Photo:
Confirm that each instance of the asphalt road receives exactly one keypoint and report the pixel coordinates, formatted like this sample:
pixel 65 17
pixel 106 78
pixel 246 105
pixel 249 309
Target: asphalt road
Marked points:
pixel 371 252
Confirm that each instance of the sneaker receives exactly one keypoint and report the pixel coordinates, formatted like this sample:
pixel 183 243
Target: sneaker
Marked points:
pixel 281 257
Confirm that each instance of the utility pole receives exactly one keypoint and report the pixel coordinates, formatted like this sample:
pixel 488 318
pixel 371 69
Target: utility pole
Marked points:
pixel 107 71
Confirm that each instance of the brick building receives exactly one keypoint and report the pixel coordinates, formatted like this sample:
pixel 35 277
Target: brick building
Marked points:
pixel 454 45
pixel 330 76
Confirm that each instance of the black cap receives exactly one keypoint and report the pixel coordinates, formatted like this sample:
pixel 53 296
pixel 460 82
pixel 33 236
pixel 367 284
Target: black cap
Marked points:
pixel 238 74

What to work on:
Begin with the line that contains "pixel 460 82" and print each line exactly until the data ends, including the last line.

Answer below:
pixel 460 82
pixel 33 236
pixel 367 284
Target: black cap
Marked points:
pixel 238 74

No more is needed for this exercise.